Mais l'assurance tranquille d'Abbottabad a volé en éclats quand le commando américain a abattu l'homme le plus recherché de la planète. La ville est sous le choc. Des journalistes du monde entier ont afflué pour voir la maison où ben Laden avait péri.

Vendredi, l'armée a décidé de les chasser. Les journalistes étrangers ne sont plus tolérés. L'armée a aussi délimité un immense périmètre de sécurité. Au moins un demi-kilomètre sépare les curieux de la fameuse maison. Interdiction aussi de parler aux voisins.

L'entrevue avec Atif Khan, voisin immédiat de ben Laden, s'est déroulée dehors, au détour d'une ruelle discrète. Toutes les routes qui mènent à la maison de ben Laden sont bloquées. Nous avons dû marcher à travers des champs de patates et nous faufiler entre des villas pour nous approcher à une centaine de mètres de la désormais célèbre maison.

Le gouvernement ignore ce qu'il fera de cette encombrante villa. Certains aimeraient la transformer en école ou en hôpital. D'autres souhaiteraient plutôt qu'elle soit rasée, car sa présence leur rappelle à quel point les Américains les ont humiliés.
==================================================
> [Exercice écrit]: Ces affirmations concordent-elles avec le texte sur Abbottabad ? Répondez par oui ou non à chacune et citez les mots exacts du texte qui tranchent. 1. Il est interdit de parler aux voisins. 2. Les routes qui mènent à la maison de ben Laden sont ouvertes. 3. Le gouvernement a choisi de transformer la villa en école.

> [Données présentées]:
==================================================
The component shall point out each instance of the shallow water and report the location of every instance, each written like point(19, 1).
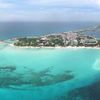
==================================================
> [Corrigé]:
1. Oui : « Interdiction aussi de parler aux voisins. »
2. Non : « Toutes les routes qui mènent à la maison de ben Laden sont bloquées. »
3. Non : « Le gouvernement ignore ce qu'il fera de cette encombrante villa. »